Oxidative phosphorylation involves the coupling of ATP synthesis to the proton-motive force that is generated typically by a series of membrane-bound electron transfer complexes, which ultimately reduce an exogenous terminal electron acceptor. This is not the case with Pyrococcus furiosus, an archaeon that grows optimally near 100 degrees C. It has an anaerobic respiratory system that consists of a single enzyme, a membrane-bound hydrogenase. Moreover, it does not require an added electron acceptor as the enzyme reduces protons, the simplest of acceptors, to hydrogen gas by using electrons from the cytoplasmic redox protein ferredoxin. It is demonstrated that the production of hydrogen gas by membrane vesicles of P. furiosus is directly coupled to the synthesis of ATP by means of a proton-motive force that has both electrochemical and pH components. Such a respiratory system enables rationalization in this organism of an unusual glycolytic pathway that was previously thought not to conserve energy. It is now clear that the use of ferredoxin in place of the expected NAD as the electron acceptor for glyceraldehyde 3-phosphate oxidation enables energy to be conserved by hydrogen production. In addition, this simple respiratory mechanism readily explains why the growth yields of P. furiosus are much higher than could be accounted for if ATP synthesis occurred only by substrate-level phosphorylation. The ability of microorganisms such as P. furiosus to couple hydrogen production to energy conservation has important ramifications not only in the evolution of respiratory systems but also in the origin of life itself.

Fig. 1.

Model of chemiosmotic coupling between the MBH and the ATP synthase in intact cells of P. furiosus. Fd_red and Fd_ox represent the reduced (by oxidative metabolism) and oxidized forms of the redox protein Fd, respectively. Fd_red is reoxidized by the MBH, which reduces H⁺ to produce H₂. As the primary proton-translocating complex, MBH also pumps H⁺ across the membranes, resulting in a transmembrane proton gradient. This gradient can then be used by the secondary proton translocating complex, ATPase, to produce ATP. See text for details, and note that experiments were conducted with inverted vesicles.

####################

▶ _Tasks to complete_
1) From the passage on Pyrococcus furiosus, extract the text from "Model of chemiosmotic" up to and including "with inverted vesicles.".
2) In one to three sentences, explain why, according to the passage on Pyrococcus furiosus, the organism's respiratory system needs no added electron acceptor.

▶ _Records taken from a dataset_
####################

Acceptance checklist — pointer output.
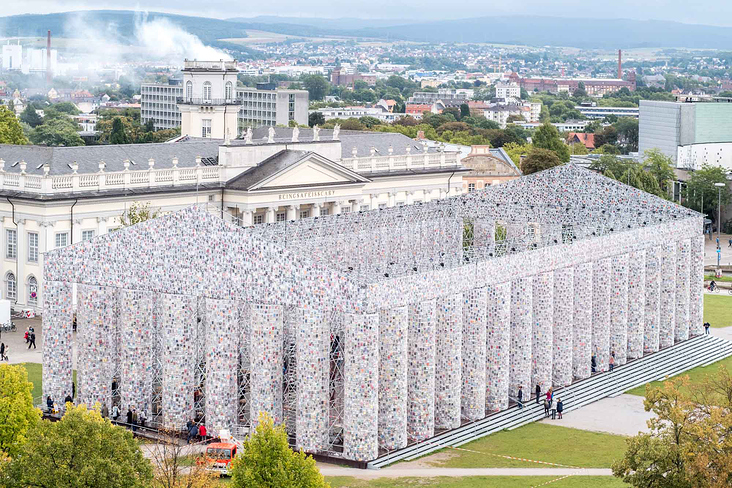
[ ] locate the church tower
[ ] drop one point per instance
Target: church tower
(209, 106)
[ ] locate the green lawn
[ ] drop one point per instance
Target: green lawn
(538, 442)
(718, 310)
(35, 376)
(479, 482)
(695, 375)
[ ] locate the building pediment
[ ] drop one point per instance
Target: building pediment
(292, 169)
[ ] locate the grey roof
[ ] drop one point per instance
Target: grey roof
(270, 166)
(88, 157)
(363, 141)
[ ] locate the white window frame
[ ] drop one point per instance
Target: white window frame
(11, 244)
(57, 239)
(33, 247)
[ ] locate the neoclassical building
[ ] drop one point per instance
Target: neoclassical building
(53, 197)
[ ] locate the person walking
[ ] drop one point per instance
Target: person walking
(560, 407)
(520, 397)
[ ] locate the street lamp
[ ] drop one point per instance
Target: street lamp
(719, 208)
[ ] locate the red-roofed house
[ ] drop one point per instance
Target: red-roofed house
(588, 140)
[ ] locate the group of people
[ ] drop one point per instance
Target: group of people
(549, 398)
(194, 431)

####################

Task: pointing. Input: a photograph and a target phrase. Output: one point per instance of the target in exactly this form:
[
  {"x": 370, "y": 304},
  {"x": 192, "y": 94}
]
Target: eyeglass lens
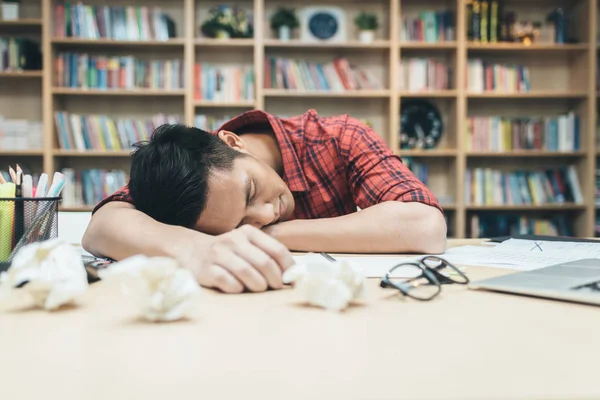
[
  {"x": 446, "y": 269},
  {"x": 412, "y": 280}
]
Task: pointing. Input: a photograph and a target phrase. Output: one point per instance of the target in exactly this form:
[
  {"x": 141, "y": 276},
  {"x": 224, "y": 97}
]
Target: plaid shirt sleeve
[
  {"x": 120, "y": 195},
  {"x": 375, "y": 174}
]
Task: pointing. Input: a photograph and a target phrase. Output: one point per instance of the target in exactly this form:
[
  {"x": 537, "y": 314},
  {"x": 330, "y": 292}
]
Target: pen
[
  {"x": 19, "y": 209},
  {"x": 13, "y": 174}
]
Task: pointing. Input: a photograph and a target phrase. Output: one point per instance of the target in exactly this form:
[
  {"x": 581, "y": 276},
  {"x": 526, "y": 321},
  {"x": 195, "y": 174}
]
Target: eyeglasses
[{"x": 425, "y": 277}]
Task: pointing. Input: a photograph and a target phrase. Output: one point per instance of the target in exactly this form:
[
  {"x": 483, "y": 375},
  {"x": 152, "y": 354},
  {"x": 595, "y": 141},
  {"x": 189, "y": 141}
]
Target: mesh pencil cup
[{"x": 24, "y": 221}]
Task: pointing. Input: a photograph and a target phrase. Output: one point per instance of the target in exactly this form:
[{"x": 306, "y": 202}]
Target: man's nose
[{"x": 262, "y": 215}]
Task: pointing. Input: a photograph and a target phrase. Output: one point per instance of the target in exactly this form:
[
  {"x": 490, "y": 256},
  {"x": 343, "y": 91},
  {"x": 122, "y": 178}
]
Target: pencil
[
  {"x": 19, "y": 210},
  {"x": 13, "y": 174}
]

####################

▶ _Responses to the tasks_
1)
Model of chemiosmotic coupling between the MBH and the ATP synthase in intact cells of P. furiosus. Fd_red and Fd_ox represent the reduced (by oxidative metabolism) and oxidized forms of the redox protein Fd, respectively. Fd_red is reoxidized by the MBH, which reduces H⁺ to produce H₂. As the primary proton-translocating complex, MBH also pumps H⁺ across the membranes, resulting in a transmembrane proton gradient. This gradient can then be used by the secondary proton translocating complex, ATPase, to produce ATP. See text for details, and note that experiments were conducted with inverted vesicles.

2) Its respiratory system is a single membrane-bound hydrogenase, and this enzyme reduces protons, the simplest of acceptors, to hydrogen gas. The electrons for this reduction come from the cytoplasmic redox protein ferredoxin, so no exogenous terminal electron acceptor is required.